▶ [WHAT IS ASKED]:
[A] Count the lines of the listing that contain the word "arena", and reply with only that number.
[B] Extend the comment on programming productivity past its final sentence.

▶ [PAGE]:
=====

I don't think that's true at all unless you're talking about 3rd party tools
like rails scaffolding. What languages / frameworks are you using by the way?

The boilerplate stuff that can be replaced by scripts is maybe 10-15% of my
time anyway. The rest of my time is spent at a much higher level either trying
to interpret client requests, trying to help the client decide what they want,
making high level design decisions, or adding features that require way to
much customization to use automated code generators.

This is much different if we're talking about a language like C where a much
higher percentage of my time is spent on boilerplate code. However with newer
languages and frameworks I think we're reaching diminishing returns for what
can be automated by either the language itself or generator
scripts/frameworks.

There is a _huge_ productivity difference between using C and raw PHP when
writing a CRUD app. There's less of a productivity boost (still huge though)
when moving from raw PHP to something like Rails. And there's even less of a
jump between Rails and something newer like Phoenix. I expect that the next 10
years will give us even smaller incremental improvements.

=====

▶ [DATA FOR THIS EXERCISE]:

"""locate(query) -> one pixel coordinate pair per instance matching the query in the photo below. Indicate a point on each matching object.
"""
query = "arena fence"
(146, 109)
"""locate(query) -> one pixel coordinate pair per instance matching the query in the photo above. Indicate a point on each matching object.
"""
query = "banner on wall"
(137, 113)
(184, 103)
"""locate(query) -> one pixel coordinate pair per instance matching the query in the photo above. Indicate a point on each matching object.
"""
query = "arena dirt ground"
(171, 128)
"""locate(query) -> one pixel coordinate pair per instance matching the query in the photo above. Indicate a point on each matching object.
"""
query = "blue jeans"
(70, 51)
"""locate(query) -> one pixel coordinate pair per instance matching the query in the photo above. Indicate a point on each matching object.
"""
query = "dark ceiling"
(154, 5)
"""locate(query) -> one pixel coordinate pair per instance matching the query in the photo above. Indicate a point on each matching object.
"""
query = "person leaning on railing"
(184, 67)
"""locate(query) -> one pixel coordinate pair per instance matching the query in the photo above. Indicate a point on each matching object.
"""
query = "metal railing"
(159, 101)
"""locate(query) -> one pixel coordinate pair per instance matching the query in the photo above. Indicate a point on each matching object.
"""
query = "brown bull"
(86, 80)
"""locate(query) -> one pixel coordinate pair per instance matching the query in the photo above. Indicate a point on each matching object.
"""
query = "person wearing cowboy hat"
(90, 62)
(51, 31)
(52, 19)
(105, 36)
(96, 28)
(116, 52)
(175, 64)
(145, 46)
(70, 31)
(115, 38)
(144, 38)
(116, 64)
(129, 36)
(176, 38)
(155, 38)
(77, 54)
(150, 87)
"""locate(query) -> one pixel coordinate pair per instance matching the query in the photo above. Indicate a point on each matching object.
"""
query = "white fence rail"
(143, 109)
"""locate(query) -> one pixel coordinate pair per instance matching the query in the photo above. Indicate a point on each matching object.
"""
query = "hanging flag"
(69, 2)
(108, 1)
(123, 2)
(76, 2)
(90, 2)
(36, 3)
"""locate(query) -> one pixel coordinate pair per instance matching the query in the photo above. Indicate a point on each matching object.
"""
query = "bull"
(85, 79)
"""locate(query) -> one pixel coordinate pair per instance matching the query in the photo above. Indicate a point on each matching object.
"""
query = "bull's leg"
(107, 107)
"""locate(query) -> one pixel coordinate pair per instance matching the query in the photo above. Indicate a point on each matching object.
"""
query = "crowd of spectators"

=====

▶ [TASK ANSWERS]:
[A] 2

[B]
------
Houshalter
If AIs replace programmers, why would they stop there? They could replace
every job. Including AI researchers!

------
davesque
This is mostly a futurist view on the topic. Not surprising given it's from
wired.com.

------
coldcode
There will be a day when the last programmer writes the last program. Long
after we are all dead. While some types of jobs may be automatable, most of
what I have to do makes little sense to smart people much less a rigid AI.
What AI can take almost random requirements, strange UI designs and animations
and clueless VP driven features and turn it into something people want to use.

I think the VP's are more likely to be replaced by an AI.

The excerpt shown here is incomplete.